* **Required task**: Can you reproduce the rows verbatim, from the first line down to and including the line that contains "[[[0,111],[1,170],[194,169],[4,97]]]"?

* **Records**:
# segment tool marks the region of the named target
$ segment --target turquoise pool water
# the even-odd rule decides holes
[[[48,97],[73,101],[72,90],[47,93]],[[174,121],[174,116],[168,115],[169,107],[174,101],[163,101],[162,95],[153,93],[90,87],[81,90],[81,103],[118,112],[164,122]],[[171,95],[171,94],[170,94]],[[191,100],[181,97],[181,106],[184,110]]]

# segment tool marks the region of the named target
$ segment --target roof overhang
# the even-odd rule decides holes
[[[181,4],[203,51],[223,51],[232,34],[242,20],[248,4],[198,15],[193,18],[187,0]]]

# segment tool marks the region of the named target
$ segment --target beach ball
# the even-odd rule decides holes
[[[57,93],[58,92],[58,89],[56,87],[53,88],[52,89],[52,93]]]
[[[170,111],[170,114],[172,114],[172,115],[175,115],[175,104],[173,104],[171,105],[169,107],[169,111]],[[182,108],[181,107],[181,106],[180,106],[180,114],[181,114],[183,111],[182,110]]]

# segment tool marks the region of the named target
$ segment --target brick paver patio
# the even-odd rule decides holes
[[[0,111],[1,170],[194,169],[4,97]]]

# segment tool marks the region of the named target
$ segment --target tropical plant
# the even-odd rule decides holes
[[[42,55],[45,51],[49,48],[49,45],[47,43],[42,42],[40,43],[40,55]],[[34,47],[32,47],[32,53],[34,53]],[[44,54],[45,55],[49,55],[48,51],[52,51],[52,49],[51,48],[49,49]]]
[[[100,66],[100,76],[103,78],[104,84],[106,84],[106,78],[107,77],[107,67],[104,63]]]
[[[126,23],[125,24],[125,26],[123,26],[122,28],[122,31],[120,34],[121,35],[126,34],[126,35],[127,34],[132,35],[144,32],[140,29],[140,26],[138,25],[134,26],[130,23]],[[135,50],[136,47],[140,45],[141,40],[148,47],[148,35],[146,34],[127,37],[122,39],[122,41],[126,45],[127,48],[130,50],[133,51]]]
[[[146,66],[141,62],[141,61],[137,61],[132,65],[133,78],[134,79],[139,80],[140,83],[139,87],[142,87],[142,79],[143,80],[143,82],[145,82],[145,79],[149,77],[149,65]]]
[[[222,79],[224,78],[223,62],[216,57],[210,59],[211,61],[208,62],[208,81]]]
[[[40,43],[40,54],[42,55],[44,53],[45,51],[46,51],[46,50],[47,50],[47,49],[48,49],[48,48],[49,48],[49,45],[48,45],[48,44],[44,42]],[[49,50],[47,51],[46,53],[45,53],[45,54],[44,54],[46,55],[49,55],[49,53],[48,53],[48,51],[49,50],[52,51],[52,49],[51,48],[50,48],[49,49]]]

* **Reply**:
# segment tool marks the region of the named target
$ segment --target turquoise pool water
# the even-odd rule decides holes
[[[48,97],[73,101],[72,90],[47,93]],[[174,121],[174,116],[168,115],[169,107],[174,101],[163,101],[162,95],[153,93],[90,87],[81,90],[81,103],[118,112],[164,122]],[[171,95],[171,94],[170,94]],[[191,100],[181,97],[181,106],[184,110]]]

# segment tool marks the region of the named target
$ segment --target roof overhang
# the even-odd rule decides holes
[[[181,4],[203,51],[223,51],[232,34],[242,20],[248,4],[198,15],[193,18],[187,0]]]

# segment tool marks the region of the named target
$ segment --target beach ball
# the even-odd rule decides holes
[[[57,93],[58,92],[58,89],[56,87],[53,88],[52,89],[52,93]]]
[[[170,111],[170,114],[172,114],[172,115],[175,115],[175,104],[173,104],[171,105],[169,107],[169,111]],[[182,108],[181,107],[181,106],[180,106],[180,114],[181,114],[183,111],[182,110]]]

# segment tool marks the region of the named target
$ segment --target brick paver patio
# the even-odd rule decides holes
[[[0,111],[1,170],[194,169],[4,97]]]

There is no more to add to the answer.